■ Stored data entries
══════════════════════════════
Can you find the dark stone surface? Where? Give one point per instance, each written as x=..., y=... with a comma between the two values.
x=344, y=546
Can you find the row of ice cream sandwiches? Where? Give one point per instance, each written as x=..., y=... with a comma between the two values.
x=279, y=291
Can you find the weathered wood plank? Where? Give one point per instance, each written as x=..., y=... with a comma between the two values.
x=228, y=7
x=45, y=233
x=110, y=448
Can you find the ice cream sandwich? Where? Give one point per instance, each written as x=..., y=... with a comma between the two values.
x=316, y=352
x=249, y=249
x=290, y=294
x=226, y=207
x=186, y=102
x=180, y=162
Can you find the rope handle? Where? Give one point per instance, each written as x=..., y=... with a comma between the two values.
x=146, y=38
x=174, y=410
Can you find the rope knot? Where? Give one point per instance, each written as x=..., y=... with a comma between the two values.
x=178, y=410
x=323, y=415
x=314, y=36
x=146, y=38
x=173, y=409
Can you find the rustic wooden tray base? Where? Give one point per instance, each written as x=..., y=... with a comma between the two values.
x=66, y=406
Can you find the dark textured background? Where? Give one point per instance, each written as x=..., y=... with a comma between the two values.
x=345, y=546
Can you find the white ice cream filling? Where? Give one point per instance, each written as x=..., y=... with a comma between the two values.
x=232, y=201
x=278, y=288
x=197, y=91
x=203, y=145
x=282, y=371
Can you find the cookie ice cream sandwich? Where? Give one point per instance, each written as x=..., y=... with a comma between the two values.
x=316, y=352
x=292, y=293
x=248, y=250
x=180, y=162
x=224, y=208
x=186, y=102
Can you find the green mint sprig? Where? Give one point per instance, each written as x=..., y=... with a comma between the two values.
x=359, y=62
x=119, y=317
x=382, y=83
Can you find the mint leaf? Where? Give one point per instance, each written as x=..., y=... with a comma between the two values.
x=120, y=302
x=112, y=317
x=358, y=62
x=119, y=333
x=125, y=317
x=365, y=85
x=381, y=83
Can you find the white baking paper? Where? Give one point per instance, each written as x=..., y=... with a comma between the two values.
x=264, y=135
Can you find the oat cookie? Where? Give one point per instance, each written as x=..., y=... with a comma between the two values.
══════════════════════════════
■ Exercise requirements
Repeat every record above. Each one must match exactly.

■ Exercise solution
Can you find the dark stone surface? Where? Give one point per instance, each written as x=..., y=... with a comma between the two values.
x=344, y=546
Can you find the row of ice cream sandwiches? Where? Give one point per instance, each written as x=..., y=... with a comma between the two values.
x=279, y=291
Can you find the weathered wood plank? Where? Give one point per instance, each written as x=..., y=... with a comma between the two values.
x=228, y=7
x=45, y=233
x=110, y=448
Can you find the ice cream sandwich? Where? Give one point per instance, each written as x=..., y=... with a comma between the two values.
x=316, y=352
x=249, y=249
x=290, y=294
x=226, y=207
x=186, y=102
x=180, y=162
Can you find the rope handle? Where? Give one point per instance, each written as x=..., y=... with a comma between the two values.
x=146, y=38
x=174, y=410
Can you find the rope knot? Where? Give one point per instance, each written as x=..., y=... with a comma between the two values.
x=178, y=410
x=323, y=415
x=314, y=36
x=146, y=38
x=173, y=409
Can you find the rustic wooden tray base? Where? Give one point per instance, each written as x=..., y=... with a comma between the two values.
x=66, y=406
Can you find the dark textured background? Where? Give one point per instance, each written as x=..., y=... with a comma between the two values.
x=345, y=546
Can you find the white ice cream filling? Where? Give one point per instance, each written as x=..., y=... with a comma between the two values.
x=232, y=201
x=278, y=288
x=197, y=91
x=203, y=145
x=282, y=371
Can you find the cookie ice cream sandwich? Where? Give one point per instance, each written as x=..., y=... with a comma between the two values.
x=316, y=352
x=292, y=293
x=248, y=250
x=180, y=162
x=224, y=208
x=186, y=102
Can you find the green mint sprig? Where? Give one point per instance, each written as x=..., y=... with a comma between the two values.
x=359, y=62
x=119, y=317
x=382, y=83
Can you find the mint leaf? Where? Give one point per instance, each written as x=..., y=... with a comma between the two values.
x=120, y=302
x=112, y=317
x=358, y=62
x=119, y=333
x=125, y=317
x=365, y=85
x=381, y=83
Can you find the white baking paper? Where? Give one point per instance, each written as x=..., y=... with a comma between the two values.
x=264, y=135
Can you find the oat cookie? Where? Give one point per instance, each written as x=..., y=... with a comma between the two values.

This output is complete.